Directions for this task: Show every line of the material below that contains the string "hair", treating uppercase and lowercase letters as distinct.

————————

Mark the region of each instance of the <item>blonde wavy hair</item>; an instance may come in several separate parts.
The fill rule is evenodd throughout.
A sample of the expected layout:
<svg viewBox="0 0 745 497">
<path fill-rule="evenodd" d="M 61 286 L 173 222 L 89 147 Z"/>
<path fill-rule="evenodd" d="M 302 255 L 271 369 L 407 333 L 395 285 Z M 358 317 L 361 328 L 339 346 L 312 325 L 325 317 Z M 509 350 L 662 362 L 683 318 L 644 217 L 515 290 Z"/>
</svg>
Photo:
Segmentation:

————————

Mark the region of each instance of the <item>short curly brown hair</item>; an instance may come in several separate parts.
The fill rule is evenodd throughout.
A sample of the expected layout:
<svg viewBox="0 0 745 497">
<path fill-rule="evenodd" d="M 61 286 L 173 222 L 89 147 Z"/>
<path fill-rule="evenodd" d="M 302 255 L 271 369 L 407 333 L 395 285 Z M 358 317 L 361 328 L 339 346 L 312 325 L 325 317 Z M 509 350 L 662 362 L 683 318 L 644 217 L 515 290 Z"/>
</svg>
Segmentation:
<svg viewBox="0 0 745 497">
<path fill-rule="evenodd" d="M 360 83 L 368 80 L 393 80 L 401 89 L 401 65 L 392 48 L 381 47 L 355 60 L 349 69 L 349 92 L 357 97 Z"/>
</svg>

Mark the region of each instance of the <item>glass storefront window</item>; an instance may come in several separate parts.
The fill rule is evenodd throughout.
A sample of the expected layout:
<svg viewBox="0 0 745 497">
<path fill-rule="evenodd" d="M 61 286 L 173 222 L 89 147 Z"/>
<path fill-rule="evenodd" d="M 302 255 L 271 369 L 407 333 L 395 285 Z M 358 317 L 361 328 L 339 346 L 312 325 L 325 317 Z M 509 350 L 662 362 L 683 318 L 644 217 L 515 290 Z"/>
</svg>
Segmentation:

————————

Solution to this task:
Mark the region of each instance of the <item>blonde wavy hair</item>; an instance may come in several separate parts.
Mark the region of each instance of the <item>short curly brown hair</item>; an instance may come in several separate parts.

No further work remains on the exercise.